Provided passage =
Correlation between unique instances of use and final calibration coefficient for individual low-cost particle sensor types

To determine if sensor usage affected Airbeam output over time, we characterized the unique instances of use (i.e., the number of 7-day indoor sampling periods that a sensor was used), and the final calibration coefficient for all 51 individual Airbeam sensors (Supplemental Table S2). We examined the correlation between the number of 7-day indoor sampling periods that an individual sensor was used, and its final calibration coefficient at the fourth calibration timepoint (Supplemental Figure S2). We did not observe a strong correlation for Airbeam 1 sensors (R² = 0.16) or for Airbeam 2 sensors (R² = 0.09). The slope of the curve for Airbeam 1 suggests that the more the sensors were used, the greater the deviation of its output from the PDR-1500’s output, while the Airbeam 2 curve suggested no change with an increase in usage.

(Records from a data collection)
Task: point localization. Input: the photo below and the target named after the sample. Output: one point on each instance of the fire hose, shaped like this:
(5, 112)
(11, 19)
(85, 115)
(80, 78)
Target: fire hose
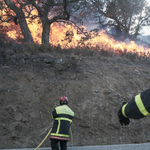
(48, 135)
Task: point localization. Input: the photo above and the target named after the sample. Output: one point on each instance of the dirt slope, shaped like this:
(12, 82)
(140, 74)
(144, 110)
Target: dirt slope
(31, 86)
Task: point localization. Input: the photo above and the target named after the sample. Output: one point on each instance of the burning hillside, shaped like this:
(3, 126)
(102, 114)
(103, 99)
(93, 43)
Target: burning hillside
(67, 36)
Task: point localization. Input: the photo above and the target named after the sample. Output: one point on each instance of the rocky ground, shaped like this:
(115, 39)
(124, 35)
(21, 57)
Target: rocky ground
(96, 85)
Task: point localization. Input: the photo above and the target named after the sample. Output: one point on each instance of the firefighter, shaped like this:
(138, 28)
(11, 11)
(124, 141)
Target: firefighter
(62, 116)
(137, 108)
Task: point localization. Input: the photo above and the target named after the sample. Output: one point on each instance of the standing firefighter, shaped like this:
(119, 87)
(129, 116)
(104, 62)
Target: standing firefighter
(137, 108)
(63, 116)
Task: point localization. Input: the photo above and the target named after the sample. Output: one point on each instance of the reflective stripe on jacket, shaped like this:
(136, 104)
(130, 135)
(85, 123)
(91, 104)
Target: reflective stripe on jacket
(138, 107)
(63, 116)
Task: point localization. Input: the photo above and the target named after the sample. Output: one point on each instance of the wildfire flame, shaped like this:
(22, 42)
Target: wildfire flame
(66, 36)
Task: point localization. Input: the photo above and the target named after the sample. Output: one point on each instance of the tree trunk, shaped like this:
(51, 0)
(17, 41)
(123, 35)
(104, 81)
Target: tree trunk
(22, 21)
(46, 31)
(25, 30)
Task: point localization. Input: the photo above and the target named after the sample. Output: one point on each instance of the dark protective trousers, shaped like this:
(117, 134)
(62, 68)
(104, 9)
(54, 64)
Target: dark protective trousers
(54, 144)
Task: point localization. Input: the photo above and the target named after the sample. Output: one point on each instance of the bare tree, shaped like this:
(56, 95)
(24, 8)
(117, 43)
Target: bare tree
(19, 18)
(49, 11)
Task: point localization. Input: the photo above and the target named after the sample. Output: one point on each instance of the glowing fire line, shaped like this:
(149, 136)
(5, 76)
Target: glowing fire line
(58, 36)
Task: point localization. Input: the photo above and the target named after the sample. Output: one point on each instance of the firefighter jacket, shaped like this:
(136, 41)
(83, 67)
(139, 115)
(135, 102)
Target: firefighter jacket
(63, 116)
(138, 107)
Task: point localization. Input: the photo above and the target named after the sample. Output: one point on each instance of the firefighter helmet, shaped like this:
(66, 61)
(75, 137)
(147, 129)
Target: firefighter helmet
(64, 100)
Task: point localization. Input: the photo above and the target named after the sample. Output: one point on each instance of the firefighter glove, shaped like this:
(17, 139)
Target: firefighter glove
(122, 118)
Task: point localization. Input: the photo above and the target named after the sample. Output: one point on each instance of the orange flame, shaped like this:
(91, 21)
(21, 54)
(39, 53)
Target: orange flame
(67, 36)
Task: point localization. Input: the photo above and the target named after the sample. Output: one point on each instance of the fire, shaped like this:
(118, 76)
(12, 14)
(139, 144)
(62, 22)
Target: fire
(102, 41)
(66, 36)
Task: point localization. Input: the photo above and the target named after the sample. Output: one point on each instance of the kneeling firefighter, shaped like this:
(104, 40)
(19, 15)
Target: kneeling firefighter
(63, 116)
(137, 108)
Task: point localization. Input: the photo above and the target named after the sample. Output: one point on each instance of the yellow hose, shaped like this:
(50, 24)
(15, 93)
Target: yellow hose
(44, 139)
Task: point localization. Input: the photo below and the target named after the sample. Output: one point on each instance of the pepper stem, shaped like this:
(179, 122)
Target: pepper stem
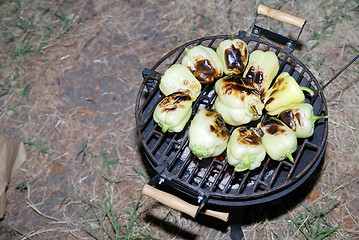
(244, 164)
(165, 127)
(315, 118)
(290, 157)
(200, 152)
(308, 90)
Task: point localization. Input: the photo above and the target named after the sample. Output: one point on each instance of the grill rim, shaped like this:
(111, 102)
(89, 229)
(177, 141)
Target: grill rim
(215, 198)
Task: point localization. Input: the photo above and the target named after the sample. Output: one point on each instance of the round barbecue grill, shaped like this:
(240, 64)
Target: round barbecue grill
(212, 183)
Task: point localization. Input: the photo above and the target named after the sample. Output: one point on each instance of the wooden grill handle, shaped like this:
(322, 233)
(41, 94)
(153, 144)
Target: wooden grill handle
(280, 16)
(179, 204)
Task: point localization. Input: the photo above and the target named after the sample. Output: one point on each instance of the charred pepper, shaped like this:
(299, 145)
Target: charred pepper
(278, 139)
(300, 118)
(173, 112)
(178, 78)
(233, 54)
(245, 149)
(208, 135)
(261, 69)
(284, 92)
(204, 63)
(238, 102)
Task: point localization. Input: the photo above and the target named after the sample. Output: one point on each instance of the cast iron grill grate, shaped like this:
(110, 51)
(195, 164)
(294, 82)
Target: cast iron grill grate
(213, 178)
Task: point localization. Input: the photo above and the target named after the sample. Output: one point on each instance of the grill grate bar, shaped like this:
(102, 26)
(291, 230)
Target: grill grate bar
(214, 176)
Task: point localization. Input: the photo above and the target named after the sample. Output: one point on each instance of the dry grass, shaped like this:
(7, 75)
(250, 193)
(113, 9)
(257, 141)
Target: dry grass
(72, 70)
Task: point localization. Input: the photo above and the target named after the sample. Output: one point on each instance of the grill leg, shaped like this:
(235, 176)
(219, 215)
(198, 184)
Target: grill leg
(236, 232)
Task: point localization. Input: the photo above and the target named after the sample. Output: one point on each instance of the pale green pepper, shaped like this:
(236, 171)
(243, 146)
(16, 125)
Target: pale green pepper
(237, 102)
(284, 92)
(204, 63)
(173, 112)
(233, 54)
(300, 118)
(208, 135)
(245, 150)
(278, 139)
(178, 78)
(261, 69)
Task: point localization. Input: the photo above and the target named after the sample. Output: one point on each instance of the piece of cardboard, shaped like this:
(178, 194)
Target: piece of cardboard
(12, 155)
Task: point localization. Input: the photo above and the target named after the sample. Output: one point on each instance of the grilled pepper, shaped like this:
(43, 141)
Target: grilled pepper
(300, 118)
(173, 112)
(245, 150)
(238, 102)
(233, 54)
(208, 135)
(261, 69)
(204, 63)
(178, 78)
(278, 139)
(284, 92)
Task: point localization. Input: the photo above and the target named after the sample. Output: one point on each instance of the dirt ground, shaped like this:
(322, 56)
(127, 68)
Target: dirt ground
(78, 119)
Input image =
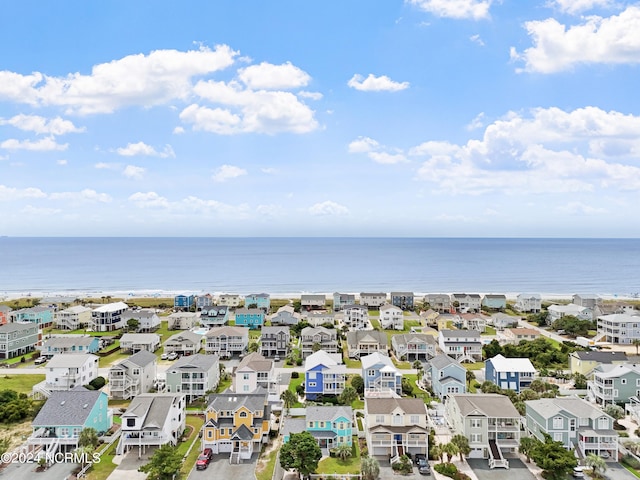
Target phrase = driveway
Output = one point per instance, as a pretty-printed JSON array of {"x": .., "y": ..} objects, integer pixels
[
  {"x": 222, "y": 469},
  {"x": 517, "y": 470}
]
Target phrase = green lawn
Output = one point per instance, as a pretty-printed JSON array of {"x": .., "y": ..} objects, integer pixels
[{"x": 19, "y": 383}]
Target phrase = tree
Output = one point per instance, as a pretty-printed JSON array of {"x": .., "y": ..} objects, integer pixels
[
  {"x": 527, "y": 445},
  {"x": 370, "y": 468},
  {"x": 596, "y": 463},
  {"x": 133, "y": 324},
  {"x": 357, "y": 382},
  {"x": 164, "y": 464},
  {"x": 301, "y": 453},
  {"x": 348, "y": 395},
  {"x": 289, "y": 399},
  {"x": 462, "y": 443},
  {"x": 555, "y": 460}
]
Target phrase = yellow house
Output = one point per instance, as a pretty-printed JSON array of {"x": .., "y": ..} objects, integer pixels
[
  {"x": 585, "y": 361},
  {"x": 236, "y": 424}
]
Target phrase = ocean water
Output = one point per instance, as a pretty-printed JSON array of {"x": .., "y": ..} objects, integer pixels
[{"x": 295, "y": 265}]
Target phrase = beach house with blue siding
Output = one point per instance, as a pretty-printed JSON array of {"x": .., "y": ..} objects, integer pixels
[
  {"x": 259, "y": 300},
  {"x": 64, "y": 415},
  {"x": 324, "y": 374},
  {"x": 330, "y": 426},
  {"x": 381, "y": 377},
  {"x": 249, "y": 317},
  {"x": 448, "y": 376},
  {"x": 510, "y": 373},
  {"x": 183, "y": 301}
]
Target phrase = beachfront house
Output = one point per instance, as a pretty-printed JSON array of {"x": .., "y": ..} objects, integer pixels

Problem details = Rewrite the text on sensor usage and calibration, starting with "To determine if" and going on through "increase in usage.", and switch every "Airbeam" to "AirBeam".

Exercise output =
To determine if sensor usage affected AirBeam output over time, we characterized the unique instances of use (i.e., the number of 7-day indoor sampling periods that a sensor was used), and the final calibration coefficient for all 51 individual AirBeam sensors (Supplemental Table S2). We examined the correlation between the number of 7-day indoor sampling periods that an individual sensor was used, and its final calibration coefficient at the fourth calibration timepoint (Supplemental Figure S2). We did not observe a strong correlation for AirBeam 1 sensors (R² = 0.16) or for AirBeam 2 sensors (R² = 0.09). The slope of the curve for AirBeam 1 suggests that the more the sensors were used, the greater the deviation of its output from the PDR-1500’s output, while the AirBeam 2 curve suggested no change with an increase in usage.